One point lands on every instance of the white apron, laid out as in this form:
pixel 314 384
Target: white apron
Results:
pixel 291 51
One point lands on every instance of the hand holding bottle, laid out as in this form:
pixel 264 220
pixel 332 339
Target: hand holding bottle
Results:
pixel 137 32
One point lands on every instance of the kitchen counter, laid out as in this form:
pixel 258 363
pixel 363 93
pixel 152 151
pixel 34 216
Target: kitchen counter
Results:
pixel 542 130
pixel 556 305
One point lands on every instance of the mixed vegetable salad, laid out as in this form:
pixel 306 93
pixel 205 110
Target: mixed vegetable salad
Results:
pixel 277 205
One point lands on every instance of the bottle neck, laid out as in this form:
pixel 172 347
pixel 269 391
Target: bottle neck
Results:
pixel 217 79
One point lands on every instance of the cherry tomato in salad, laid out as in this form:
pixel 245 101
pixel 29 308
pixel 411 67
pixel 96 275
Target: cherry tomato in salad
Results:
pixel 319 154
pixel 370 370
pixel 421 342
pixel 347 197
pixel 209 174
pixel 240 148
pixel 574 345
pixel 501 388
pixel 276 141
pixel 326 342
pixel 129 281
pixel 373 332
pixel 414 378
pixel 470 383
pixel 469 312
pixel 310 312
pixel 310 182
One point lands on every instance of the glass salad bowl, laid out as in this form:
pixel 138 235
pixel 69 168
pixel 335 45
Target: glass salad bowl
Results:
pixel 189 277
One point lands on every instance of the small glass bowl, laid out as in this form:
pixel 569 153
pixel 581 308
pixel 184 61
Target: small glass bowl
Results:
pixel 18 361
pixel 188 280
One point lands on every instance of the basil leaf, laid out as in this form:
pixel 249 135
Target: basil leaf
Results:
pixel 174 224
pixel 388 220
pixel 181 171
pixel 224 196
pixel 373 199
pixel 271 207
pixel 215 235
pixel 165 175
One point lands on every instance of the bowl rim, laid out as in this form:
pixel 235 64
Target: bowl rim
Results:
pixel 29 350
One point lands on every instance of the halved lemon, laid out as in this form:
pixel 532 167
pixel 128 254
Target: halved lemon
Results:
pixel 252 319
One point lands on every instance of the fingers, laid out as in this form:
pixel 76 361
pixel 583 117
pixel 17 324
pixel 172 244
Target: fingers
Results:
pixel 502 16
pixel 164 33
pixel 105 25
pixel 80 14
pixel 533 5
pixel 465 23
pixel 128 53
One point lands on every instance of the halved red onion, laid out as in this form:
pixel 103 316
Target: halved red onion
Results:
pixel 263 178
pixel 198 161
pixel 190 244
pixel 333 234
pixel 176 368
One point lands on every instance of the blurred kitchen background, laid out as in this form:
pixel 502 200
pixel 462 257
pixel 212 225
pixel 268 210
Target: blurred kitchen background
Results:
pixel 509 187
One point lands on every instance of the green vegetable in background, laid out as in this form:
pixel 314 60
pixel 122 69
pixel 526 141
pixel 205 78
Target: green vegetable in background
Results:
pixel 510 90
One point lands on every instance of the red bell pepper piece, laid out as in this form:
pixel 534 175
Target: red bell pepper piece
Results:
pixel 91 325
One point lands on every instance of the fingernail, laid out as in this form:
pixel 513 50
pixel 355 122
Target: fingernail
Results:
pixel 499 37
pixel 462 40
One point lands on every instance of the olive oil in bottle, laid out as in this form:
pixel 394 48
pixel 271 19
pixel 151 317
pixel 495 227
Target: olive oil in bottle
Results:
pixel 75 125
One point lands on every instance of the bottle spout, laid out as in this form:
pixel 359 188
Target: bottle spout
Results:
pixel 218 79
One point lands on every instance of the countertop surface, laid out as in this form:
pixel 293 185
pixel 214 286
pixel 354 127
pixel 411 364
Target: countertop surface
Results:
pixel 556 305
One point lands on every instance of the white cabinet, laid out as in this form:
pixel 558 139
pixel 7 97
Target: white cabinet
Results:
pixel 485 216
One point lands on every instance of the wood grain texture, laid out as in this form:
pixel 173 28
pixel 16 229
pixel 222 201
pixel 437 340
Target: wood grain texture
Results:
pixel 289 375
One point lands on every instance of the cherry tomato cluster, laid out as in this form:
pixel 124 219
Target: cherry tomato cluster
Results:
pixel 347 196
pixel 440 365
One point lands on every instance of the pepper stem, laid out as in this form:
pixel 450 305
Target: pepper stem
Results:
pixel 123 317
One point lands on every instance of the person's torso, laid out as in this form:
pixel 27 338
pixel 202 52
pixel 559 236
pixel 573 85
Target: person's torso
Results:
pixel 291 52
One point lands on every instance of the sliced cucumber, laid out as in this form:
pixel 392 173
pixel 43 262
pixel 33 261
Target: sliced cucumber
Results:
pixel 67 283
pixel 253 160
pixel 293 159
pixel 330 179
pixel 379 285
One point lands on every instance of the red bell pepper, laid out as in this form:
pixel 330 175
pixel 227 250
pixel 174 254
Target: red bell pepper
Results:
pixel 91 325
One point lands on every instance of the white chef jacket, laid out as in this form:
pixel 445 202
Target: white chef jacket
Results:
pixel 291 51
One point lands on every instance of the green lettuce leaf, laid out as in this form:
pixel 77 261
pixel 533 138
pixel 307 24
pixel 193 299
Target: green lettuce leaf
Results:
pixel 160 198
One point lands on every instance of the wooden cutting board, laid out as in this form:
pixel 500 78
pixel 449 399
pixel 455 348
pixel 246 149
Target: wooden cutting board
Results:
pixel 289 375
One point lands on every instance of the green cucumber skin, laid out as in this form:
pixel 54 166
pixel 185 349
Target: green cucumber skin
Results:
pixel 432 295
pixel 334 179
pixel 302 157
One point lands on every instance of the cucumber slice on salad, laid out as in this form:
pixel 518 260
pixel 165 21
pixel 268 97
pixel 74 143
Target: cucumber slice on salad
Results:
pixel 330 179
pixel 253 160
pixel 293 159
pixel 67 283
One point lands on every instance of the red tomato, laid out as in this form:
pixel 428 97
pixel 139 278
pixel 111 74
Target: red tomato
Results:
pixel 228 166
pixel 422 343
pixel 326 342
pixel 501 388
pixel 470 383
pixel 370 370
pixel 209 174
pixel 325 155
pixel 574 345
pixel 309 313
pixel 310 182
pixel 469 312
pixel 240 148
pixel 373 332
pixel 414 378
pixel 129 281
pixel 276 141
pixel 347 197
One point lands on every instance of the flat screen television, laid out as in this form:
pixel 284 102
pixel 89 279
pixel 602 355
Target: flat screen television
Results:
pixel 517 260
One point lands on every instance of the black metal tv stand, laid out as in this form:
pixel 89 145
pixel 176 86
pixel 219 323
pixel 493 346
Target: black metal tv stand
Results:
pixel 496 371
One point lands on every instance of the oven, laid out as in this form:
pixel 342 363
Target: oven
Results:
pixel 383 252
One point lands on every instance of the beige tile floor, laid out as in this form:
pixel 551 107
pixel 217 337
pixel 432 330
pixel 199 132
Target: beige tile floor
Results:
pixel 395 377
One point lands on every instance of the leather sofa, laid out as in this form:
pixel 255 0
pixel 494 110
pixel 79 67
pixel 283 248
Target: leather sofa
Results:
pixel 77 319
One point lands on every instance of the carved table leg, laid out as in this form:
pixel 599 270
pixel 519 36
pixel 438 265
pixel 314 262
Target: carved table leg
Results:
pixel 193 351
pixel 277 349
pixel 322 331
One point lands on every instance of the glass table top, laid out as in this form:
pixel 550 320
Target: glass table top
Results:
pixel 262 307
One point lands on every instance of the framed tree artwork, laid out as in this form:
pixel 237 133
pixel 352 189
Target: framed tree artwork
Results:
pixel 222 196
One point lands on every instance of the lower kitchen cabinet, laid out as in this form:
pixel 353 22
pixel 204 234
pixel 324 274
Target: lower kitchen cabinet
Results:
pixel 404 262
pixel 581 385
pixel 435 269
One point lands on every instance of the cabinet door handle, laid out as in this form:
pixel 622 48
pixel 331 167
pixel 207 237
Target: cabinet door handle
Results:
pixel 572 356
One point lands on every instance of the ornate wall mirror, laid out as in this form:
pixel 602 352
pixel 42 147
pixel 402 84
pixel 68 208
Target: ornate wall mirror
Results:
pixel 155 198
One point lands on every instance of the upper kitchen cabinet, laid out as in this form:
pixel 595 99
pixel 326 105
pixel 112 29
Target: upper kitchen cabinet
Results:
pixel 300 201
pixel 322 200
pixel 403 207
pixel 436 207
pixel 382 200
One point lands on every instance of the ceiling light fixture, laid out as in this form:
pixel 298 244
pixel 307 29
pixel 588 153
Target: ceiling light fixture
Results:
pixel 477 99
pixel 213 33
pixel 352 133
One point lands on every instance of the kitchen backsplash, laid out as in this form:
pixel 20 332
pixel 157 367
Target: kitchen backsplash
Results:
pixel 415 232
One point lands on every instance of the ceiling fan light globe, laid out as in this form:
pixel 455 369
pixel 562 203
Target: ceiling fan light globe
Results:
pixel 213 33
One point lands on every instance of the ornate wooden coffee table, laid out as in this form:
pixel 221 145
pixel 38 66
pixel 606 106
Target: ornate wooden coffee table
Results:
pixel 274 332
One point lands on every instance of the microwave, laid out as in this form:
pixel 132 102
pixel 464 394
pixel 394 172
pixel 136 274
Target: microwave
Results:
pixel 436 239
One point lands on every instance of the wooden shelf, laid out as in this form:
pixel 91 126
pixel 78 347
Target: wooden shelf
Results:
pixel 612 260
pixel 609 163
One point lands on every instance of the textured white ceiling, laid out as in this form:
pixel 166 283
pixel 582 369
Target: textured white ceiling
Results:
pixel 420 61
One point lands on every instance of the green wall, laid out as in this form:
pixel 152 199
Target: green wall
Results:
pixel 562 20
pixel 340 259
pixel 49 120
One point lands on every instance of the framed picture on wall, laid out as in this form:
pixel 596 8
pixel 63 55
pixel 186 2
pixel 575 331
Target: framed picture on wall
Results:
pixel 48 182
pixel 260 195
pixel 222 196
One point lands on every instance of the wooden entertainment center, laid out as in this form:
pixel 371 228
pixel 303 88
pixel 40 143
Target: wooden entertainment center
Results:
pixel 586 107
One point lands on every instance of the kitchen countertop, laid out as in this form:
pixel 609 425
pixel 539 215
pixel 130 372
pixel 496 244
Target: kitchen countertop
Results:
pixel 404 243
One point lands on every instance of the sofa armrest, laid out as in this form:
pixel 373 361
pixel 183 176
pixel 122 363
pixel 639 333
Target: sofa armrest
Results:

* * * * *

- Given instruction -
Copy out the records word for word, from the start through the line that contains "pixel 252 319".

- Task result -
One point lands on every instance of the white apron, laid out as in this form:
pixel 314 384
Target: white apron
Results:
pixel 291 51
One point lands on every instance of the hand holding bottle, laid out as in this form:
pixel 264 220
pixel 332 339
Target: hand holding bottle
Results:
pixel 137 32
One point lands on every instance of the kitchen counter, laid out as in this form:
pixel 258 363
pixel 363 93
pixel 152 151
pixel 34 216
Target: kitchen counter
Results:
pixel 542 130
pixel 556 305
One point lands on every instance of the mixed vegetable salad, laid out as in this form:
pixel 306 93
pixel 205 110
Target: mixed vegetable salad
Results:
pixel 277 205
One point lands on every instance of the bottle neck, laid out as in this form:
pixel 172 347
pixel 269 391
Target: bottle neck
Results:
pixel 217 79
One point lands on every instance of the cherry tomato in salad, laid out as in this form:
pixel 245 101
pixel 29 308
pixel 411 67
pixel 96 275
Target: cherry tomato in salad
Results:
pixel 319 154
pixel 370 370
pixel 421 342
pixel 347 197
pixel 209 174
pixel 240 148
pixel 574 345
pixel 501 388
pixel 276 141
pixel 326 342
pixel 129 281
pixel 373 332
pixel 414 378
pixel 470 383
pixel 469 312
pixel 310 312
pixel 310 182
One point lands on every instance of the glass salad bowl, laid out as in this form:
pixel 138 235
pixel 69 168
pixel 335 45
Target: glass salad bowl
Results:
pixel 189 277
One point lands on every instance of the small glass bowl, laid out as in this form:
pixel 569 153
pixel 581 308
pixel 184 61
Target: small glass bowl
Results:
pixel 18 361
pixel 188 280
One point lands on every instance of the basil leaf, laid out as in this form:
pixel 249 135
Target: basil leaf
Results:
pixel 174 224
pixel 388 220
pixel 181 171
pixel 224 196
pixel 373 199
pixel 271 207
pixel 215 235
pixel 165 175
One point lands on every instance of the bowl rim, laid out as in this form:
pixel 235 64
Target: bowl rim
Results:
pixel 29 350
One point lands on every instance of the halved lemon, laid out as in this form:
pixel 532 167
pixel 128 254
Target: halved lemon
Results:
pixel 252 319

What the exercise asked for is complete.